** begin ITEMS **

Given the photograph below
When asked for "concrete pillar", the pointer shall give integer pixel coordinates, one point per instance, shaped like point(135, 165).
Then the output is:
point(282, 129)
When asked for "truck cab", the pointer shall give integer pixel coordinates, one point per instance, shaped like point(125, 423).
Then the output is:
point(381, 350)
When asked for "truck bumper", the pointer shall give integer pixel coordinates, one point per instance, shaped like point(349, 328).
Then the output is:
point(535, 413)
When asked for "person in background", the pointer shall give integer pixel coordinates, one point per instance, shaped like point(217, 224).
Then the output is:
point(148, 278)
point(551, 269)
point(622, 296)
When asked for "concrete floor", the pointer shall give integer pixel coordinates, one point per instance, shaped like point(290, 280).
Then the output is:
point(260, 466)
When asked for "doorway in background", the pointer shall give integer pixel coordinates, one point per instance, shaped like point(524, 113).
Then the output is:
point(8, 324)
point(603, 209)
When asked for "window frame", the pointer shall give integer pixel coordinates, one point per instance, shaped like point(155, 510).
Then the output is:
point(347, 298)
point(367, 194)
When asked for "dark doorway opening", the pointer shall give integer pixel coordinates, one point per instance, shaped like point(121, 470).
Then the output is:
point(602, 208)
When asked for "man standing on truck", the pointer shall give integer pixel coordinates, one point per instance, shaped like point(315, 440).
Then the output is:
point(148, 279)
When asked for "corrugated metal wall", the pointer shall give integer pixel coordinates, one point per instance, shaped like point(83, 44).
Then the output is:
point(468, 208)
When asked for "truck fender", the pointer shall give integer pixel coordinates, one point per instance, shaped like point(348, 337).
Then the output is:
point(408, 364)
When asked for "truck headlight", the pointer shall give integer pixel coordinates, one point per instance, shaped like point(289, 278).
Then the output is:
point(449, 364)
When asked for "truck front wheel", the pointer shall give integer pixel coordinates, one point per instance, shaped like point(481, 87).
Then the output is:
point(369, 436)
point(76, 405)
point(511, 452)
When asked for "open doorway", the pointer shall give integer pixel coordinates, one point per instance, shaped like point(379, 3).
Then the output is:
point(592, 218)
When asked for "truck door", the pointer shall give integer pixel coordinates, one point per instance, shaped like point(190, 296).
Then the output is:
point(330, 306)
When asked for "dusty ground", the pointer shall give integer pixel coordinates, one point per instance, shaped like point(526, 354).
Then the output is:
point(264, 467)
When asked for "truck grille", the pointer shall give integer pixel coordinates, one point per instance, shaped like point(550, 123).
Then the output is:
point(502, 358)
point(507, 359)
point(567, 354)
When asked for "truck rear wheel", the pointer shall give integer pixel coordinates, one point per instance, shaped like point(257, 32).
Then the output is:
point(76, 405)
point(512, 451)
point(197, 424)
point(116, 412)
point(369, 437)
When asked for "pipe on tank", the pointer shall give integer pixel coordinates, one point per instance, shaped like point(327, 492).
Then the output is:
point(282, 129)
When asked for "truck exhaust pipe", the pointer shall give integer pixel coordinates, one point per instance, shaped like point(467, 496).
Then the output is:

** end ITEMS **

STATED PROBLEM
Can you rewrite the listing above with every "pointer" changed to "annotator" and nothing else altered?

SOLUTION TO THIS EXERCISE
Given the photograph below
When asked for "concrete pillar", the annotator shall give integer pixel coordinates, one point per instance, shaped like point(135, 165).
Then the output is:
point(282, 129)
When asked for "truck cab", the annotator shall give integer pixel coordinates, one point per instance, shaped like point(125, 423).
Then the output is:
point(381, 350)
When asked for "truck bumper", the annotator shall give integer pixel coordinates, one point per instance, shaped like point(349, 328).
Then the output is:
point(535, 413)
When asked for "person in background", the annotator shall give integer pixel coordinates, one point per instance, shaped like point(217, 224).
Then the output is:
point(148, 278)
point(551, 269)
point(622, 296)
When asked for "concrete floor", the annotator shall give integer pixel coordinates, one point per instance, shaped like point(290, 280).
Then the output is:
point(260, 466)
When asked for "doorway in background", the annotator shall give integer pixel coordinates, one point per instance, shaped like point(524, 113).
Then the output is:
point(8, 324)
point(603, 209)
When asked for "window frame", the annotator shall give integer pixel coordinates, one point per instance, shaped like point(155, 510).
Then the output is:
point(347, 298)
point(367, 194)
When asked for "dark doorway opening", the annotator shall give integer pixel coordinates, one point per instance, shaped like point(121, 470).
Then the output is:
point(602, 208)
When asked for "man standing on truck", the annotator shall give integer pixel coordinates, one point per instance, shaped like point(315, 440).
Then the output is:
point(148, 279)
When asked for "corrugated metal wall", the annotator shall give integer pixel coordinates, one point per instance, shaped like point(83, 44).
Then the output is:
point(468, 208)
When asked for "truck fender", the annotator shall give integer pixel coordinates, one point per instance, shaped like point(348, 337).
Then the output is:
point(408, 364)
When asked for "truck headlight", the annotator shall give integer pixel coordinates, one point per instance, shaped like point(289, 278).
Then the output is:
point(449, 364)
When asked for "truck front wheel", the annotator shall give integer pixel coordinates, one point per instance, shaped like point(481, 87).
Then the output is:
point(369, 436)
point(76, 405)
point(511, 452)
When asked for "open doorway", the annotator shall give integer pixel coordinates, one point per instance, shaped like point(379, 3).
Then the output is:
point(592, 218)
When asked for "truck door", the annotator shall give integer pixel coordinates, one point per instance, shaped like point(190, 296).
Then the output is:
point(330, 306)
When asked for "dusty ground", the annotator shall give integer pixel coordinates, one point per instance, shaped like point(526, 354).
Then the output is:
point(264, 467)
When asked for "truck grille", the annotator shall give integer pixel coordinates, one point per instance, shaped like point(550, 123).
Then the output is:
point(502, 358)
point(507, 359)
point(567, 354)
When asked for "truck rear wheel", the annotator shall give integer pixel coordinates, one point per instance, shaped like point(257, 32).
Then the output is:
point(76, 405)
point(512, 451)
point(197, 424)
point(116, 412)
point(369, 437)
When asked for "pipe on tank", the annotator shall give integer pixel coordinates, one point per instance, shaped like point(327, 492).
Then the output is:
point(282, 129)
When asked for "truck exhaust pipe", the annotator shall give integer pixel coordinates, one point per instance, shaped like point(467, 496).
Then the output is:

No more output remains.